[Selected extract]

------

UK workers suffering occupational cancer and other potentially lethal work-related diseases can forget about any government compensation, according to a new report by University of Stirling health researchers.
The report found the current compensation scheme excludes seven of the top ten entries on the official UK occupational cancer priorities ranking. Diesel exhaust or painting-related lung or bladder cancer are not on the prescribed disease list, nor is welding-related lung cancer. Skin cancer caused by solar radiation exposure, a known problem in outdoor workers and pilots, is also missing.
Women almost entirely miss out, with breast cancer caused by shiftwork – estimated by the Health and Safety Executive (HSE) to affect around 2,000 women each year – omitted from the list of ‘prescribed’ industrial diseases for which Industrial Injuries Disablement Benefit (IIDB) is payable.
Professor Andrew Watterson, head of the university’s Occupational and Environmental Health Research Group, said: “The UK government’s workplace compensation scheme requires urgent reform. It is an unholy mess with only a tiny proportion of those made sick by their work in with a sniff of any compensation. The Industrial Injuries Disablement Benefit (IIDB) scheme excludes many conditions and those that are covered tend to be subject to claim-barring disability thresholds, minimum exposure times and job restrictions.”
Mean test, Hazards magazine, number 129, 2015.

------

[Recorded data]
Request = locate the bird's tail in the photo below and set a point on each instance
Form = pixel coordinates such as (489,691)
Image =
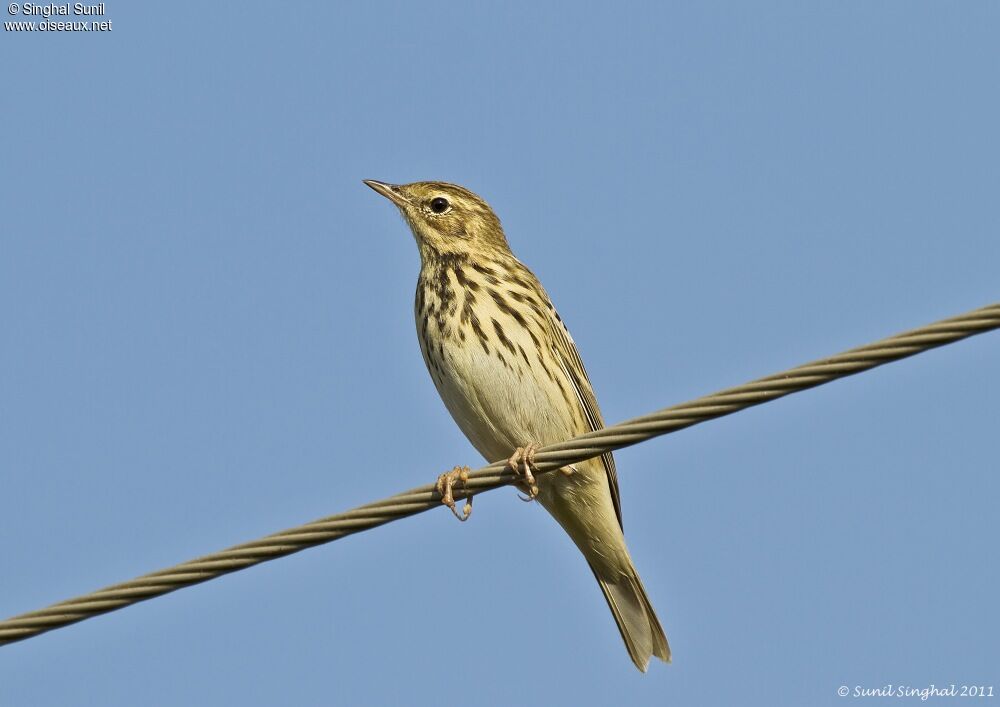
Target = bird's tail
(635,617)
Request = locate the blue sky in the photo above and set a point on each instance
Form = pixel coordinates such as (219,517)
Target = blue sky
(208,336)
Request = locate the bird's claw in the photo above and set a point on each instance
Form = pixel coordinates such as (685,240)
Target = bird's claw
(521,462)
(445,484)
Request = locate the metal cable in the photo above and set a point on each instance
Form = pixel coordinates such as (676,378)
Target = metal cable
(495,475)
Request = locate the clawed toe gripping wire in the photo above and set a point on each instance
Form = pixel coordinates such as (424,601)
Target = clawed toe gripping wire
(498,474)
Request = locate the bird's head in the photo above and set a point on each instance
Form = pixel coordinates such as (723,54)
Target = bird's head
(446,219)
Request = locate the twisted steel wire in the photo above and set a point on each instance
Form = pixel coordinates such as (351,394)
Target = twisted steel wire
(548,458)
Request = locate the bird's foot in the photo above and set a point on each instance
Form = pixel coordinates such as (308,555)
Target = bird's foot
(521,462)
(445,484)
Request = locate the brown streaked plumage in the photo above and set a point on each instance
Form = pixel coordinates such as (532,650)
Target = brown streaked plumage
(510,375)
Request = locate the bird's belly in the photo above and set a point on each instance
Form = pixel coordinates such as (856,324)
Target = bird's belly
(498,404)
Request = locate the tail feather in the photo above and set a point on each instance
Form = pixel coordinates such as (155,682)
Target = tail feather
(637,622)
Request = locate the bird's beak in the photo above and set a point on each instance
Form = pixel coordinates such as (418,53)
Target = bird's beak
(389,191)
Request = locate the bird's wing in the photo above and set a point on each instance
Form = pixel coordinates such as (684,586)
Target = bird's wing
(569,358)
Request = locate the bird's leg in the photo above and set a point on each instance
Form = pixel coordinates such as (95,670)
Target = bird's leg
(445,483)
(521,462)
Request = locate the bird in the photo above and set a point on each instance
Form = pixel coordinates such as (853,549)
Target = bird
(508,371)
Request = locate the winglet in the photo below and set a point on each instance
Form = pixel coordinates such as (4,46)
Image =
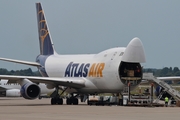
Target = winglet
(46,44)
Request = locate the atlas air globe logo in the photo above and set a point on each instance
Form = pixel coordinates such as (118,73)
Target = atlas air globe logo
(84,70)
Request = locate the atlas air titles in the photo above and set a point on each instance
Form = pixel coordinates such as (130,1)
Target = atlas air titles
(84,70)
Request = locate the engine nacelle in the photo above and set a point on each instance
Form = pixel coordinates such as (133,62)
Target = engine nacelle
(30,91)
(13,93)
(158,91)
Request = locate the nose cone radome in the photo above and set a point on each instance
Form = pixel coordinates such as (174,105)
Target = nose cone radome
(134,52)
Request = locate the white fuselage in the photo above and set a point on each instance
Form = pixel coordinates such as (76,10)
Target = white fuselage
(100,71)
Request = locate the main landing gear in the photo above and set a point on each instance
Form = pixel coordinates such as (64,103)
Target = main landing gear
(56,98)
(72,100)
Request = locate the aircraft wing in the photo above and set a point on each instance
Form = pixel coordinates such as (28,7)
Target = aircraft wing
(21,62)
(69,82)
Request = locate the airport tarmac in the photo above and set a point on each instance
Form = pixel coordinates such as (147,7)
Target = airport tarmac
(21,109)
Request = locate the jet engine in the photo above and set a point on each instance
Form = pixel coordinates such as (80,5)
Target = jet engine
(13,93)
(30,91)
(160,91)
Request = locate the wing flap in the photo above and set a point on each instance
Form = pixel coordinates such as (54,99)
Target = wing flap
(69,82)
(21,62)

------

[Assignment 1] In the compensation article above, about how many women a year does the Health and Safety Executive estimate are affected by breast cancer caused by shiftwork?
[Assignment 2] Reproduce word for word everything in the compensation article from "The report found" down to "is also missing.".

[Exercise output 1] Around 2,000 women.

[Exercise output 2]
The report found the current compensation scheme excludes seven of the top ten entries on the official UK occupational cancer priorities ranking. Diesel exhaust or painting-related lung or bladder cancer are not on the prescribed disease list, nor is welding-related lung cancer. Skin cancer caused by solar radiation exposure, a known problem in outdoor workers and pilots, is also missing.